─── DOCUMENT EXTRACT ───
Another stab at broadcast regulation

BY I and B| IN Law and Policy | 18/08/2010
In November, 2009 a Task Force was constituted by the Ministry of Information and Broadcasting to evolve a consensus on the draft broadcasting bill. It has recommended both content and carriage regulation.
The Task Force’s draft recommendations have not been put in the public domain so far. We do so here on the HOOT.

For more than a decade India has been struggling to come up with broadcast regulation acceptable to the broadcasting sector, the government and to lawmakers and citizens. It has not succeeded in passing  two draft bills, or in achieving a consensus on who should regulate the broadcast sector.

 

In November, 2009 a Task Force was constituted under the chairmanship of Secretary, Ministry of Information and Broadcasting to hold wide ranging consultation with stakeholders and evolve a consensus on the draft bill. The Task Force also included 2 representatives each of broadcasting associations like Indian Broadcasting Foundation (IBF), News Broadcasters Association (NBA) and Broadcast Editors’ Association (BEA) along with ministry officials.

 

A background note was prepared culling out ten specific issues briefly indicating the diverse viewpoints on each issue and circulated to the invitees prior to consultations to elicit response from them. The Task Force held consultations with  other broadcasting associations, namely Cable Operators Federation of India (COFI), MSO Alliance, DTH Association, IPTV Forum, Association of Radio Operators of India (AROI)  as also with CII, ASSOCHAM and FICCI. It also held discussions with media experts, members of the civil society, Resident Welfare Associations, academia and consumer groups. Lastly, it elicited the views of statutory bodies like National  Commission for Women (NCW) and National Commission of Protection of Child Rights (NCPCR).
─── SUPPLIED DATA ───
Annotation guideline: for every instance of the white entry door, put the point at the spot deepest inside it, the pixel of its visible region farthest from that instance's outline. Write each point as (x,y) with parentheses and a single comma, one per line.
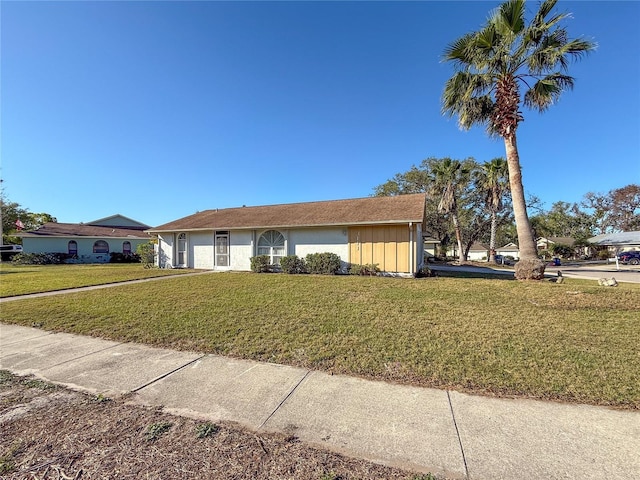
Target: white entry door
(181,250)
(222,249)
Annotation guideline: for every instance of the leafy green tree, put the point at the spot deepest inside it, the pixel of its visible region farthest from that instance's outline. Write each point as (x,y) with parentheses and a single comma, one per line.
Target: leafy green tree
(563,220)
(492,65)
(615,211)
(447,180)
(492,178)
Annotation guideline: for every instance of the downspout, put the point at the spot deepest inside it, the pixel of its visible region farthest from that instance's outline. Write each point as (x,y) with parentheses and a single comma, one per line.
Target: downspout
(411,269)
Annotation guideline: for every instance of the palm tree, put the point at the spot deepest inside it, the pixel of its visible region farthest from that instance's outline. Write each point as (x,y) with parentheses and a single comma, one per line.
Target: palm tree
───
▶ **INSTRUCTION**
Answer these questions from the broadcast regulation article:
1. How many draft bills has India failed to pass?
2. Who chaired the Task Force?
3. Which two statutory bodies did the Task Force ask for views?

▶ **FULL ANSWER**
1. Two.
2. The Secretary, Ministry of Information and Broadcasting.
3. The National Commission for Women (NCW) and the National Commission of Protection of Child Rights (NCPCR).